**FRAGMENTO DEL DOCUMENTO**
Por: Edna Lorena Fuerte
Cd. Juárez, Chihuahua, México
La muerte de Ernestina Ascensio Rosario, una indígena mexicana de 73 años de la sierra de Zongolica en el estado de Veracruz, no sólo es un hecho de brutalidad incomprensible que ofende y lastima con su solo relato, va más allá de la indignación que podamos manifestar sobre ello.
El caso de esta mujer es resultado de una terrible acumulación de deficiencias y aberraciones de nuestra sociedad, no se trata de un incidente vergonzoso, aislado, que haya sucedido en circunstancias incomprensibles y al que podamos tan sólo mirar con el horror a lo que no cabe en una sociedad.
Este hecho nos habla de las peores formas de exclusión, de la miseria en que vivía, en una casa de cartón y madera con piso de tierra, de sus 73 años que la tenían indefensa. Aislada en una de las zonas más pobres del estado, no tuvo atención médica inmediata, fue trasladada luego del ataque en una camioneta particular sin condiciones que atendieran a la gravedad de su cuerpo.
Una mujer violentada por la brutalidad de varios hombres, en un ataque que sale de cualquier consideración, con una vileza ni siquiera equiparable al instinto y la barbarie animal; una violencia más aberrante, la de una institución que corrompe a sus miembros.
La presunta culpabilidad de miembros del Ejército Mexicano apostados en esa zona puede no llegar a comprobarse, como ha sucedido con una larga lista de hechos similares; pero la acusación directa de los miembros de estas comunidades indígenas es un signo claro de lo que esta institución puede significar en la vida de las zonas marginales, una amenaza a su seguridad cotidiana.

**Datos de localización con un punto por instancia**
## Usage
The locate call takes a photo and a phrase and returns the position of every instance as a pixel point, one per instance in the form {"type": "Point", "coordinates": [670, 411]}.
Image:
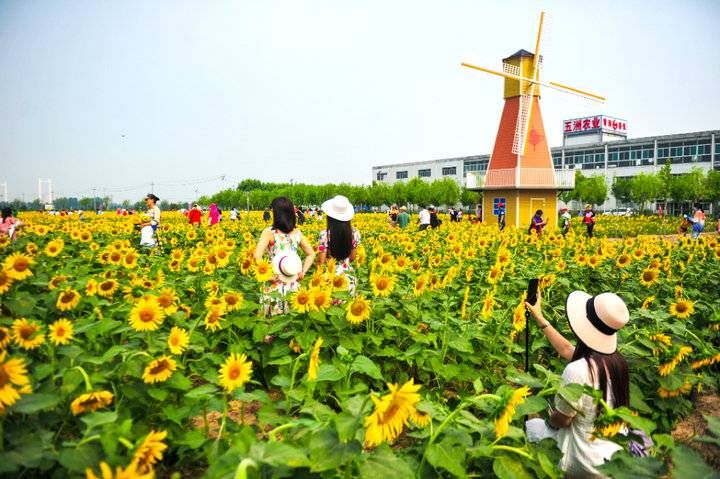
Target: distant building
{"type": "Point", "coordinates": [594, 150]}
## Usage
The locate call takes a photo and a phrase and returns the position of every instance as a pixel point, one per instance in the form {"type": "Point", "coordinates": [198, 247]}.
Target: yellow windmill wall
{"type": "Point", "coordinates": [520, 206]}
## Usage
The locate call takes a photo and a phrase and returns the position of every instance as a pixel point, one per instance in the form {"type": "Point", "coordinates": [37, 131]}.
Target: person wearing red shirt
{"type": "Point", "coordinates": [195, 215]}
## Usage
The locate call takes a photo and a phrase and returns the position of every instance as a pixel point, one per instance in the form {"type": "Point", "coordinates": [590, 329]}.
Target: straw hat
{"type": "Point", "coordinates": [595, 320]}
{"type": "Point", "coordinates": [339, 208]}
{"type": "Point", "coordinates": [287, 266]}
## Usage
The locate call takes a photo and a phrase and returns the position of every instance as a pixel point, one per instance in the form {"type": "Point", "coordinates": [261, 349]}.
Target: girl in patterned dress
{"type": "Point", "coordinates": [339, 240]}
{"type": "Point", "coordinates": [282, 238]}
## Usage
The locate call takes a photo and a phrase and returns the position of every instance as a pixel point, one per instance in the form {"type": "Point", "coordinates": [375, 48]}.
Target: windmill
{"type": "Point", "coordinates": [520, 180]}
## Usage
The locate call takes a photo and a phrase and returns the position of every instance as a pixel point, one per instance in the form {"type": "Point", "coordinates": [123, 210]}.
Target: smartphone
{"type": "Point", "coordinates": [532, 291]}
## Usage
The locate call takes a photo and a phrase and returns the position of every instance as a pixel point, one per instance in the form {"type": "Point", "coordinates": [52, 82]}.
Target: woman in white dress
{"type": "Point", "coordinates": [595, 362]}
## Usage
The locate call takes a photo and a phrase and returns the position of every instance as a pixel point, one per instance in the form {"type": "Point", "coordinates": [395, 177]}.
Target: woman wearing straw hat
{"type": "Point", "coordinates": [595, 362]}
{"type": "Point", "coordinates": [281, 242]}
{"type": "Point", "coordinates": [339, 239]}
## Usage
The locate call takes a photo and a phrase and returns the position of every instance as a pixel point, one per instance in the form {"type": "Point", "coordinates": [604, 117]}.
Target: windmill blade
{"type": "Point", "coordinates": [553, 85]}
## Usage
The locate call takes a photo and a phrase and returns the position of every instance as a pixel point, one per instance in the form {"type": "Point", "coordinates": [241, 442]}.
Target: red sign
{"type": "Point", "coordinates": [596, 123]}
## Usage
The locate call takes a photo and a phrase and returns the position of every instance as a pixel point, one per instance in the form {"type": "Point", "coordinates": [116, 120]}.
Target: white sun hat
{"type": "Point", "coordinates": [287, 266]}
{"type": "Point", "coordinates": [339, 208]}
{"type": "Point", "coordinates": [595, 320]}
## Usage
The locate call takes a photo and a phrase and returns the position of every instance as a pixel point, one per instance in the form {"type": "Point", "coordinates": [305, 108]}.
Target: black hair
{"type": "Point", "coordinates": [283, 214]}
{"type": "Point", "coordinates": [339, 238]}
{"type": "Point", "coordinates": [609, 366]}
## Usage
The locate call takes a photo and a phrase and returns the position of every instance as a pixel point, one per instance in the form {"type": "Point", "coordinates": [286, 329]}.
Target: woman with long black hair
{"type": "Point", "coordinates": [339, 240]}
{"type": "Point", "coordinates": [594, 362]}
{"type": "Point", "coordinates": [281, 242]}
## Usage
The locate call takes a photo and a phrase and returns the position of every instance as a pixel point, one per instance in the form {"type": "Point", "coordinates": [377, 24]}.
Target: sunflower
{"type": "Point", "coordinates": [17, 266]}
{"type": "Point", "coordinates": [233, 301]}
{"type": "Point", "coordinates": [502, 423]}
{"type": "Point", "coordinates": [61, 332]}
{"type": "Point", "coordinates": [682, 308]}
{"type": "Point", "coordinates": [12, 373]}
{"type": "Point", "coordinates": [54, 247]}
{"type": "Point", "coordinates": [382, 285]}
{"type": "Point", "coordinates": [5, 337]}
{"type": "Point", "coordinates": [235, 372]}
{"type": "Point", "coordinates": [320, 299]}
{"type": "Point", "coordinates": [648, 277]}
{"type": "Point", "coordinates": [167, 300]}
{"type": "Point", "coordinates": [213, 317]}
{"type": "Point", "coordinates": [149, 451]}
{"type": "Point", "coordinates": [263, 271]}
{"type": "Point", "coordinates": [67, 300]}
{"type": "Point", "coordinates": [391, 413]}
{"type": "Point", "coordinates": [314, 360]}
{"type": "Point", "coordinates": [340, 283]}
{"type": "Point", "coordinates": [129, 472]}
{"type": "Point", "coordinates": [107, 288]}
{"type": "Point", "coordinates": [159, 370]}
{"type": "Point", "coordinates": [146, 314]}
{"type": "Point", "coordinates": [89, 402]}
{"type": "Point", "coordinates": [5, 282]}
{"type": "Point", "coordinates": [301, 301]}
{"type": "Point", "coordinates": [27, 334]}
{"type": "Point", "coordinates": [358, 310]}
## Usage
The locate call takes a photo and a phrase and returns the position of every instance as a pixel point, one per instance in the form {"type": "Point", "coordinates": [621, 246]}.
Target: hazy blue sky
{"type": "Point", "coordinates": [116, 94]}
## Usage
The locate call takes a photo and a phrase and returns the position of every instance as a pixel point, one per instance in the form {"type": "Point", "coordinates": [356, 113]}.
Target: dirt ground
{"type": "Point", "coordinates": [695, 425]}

**TAREAS**
• 1. Responde con base en el texto sobre la muerte de Ernestina Ascensio Rosario:
(a) ¿Qué edad tenía Ernestina Ascensio Rosario?
(b) ¿De qué estaba hecha la casa donde vivía?
(c) ¿En qué la trasladaron después del ataque?
• 2. Transcribe del texto sobre la muerte de Ernestina Ascensio Rosario el pasaje que va de "Por: Edna Lorena" a "en una sociedad.".
• 3. Escribe lo que sigue en el texto sobre la muerte de Ernestina Ascensio Rosario.
Los registros no tienen ningún papel aquí.

**RESPUESTAS**
• 1.
(a) 73 años.
(b) De cartón y madera, con piso de tierra.
(c) En una camioneta particular.

• 2.
Por: Edna Lorena Fuerte
Cd. Juárez, Chihuahua, México
La muerte de Ernestina Ascensio Rosario, una indígena mexicana de 73 años de la sierra de Zongolica en el estado de Veracruz, no sólo es un hecho de brutalidad incomprensible que ofende y lastima con su solo relato, va más allá de la indignación que podamos manifestar sobre ello.
El caso de esta mujer es resultado de una terrible acumulación de deficiencias y aberraciones de nuestra sociedad, no se trata de un incidente vergonzoso, aislado, que haya sucedido en circunstancias incomprensibles y al que podamos tan sólo mirar con el horror a lo que no cabe en una sociedad.

• 3.
Pedir justicia, que se esclarezcan los hechos, que se castigue a los culpables y se llegue hasta las últimas consecuencias es una mediocridad frente a un crimen así; es necesario que pongamos sobre la mesa la discusión de fondo, que hablemos de todas las condiciones que rodean al hecho y analicemos cómo es posible que en un país con instituciones que se precian de ser democráticas, el ejército pueda exhibir esa brutalidad con el mayor descaro, aun considerando la sola presunción de los hechos.
Ernestina no sólo fue violentada por los hombres que la atacaron y le produjeron la muerte, fue violentada toda su vida por la miseria, la marginación y el hacinamiento. Fue atacada esa tarde porque estaba sola, a sus 73 años, en una casa de madera y cartón, y no pudo defenderse. Fue asesinada porque era una mujer indígena en una comunidad serrana sitiada por el ejército. Lo último que se le escuchó fue que “los soldados se le vinieron encima”, ojalá que todo el país lo escuche para que no tenga que decir lo mismo un día.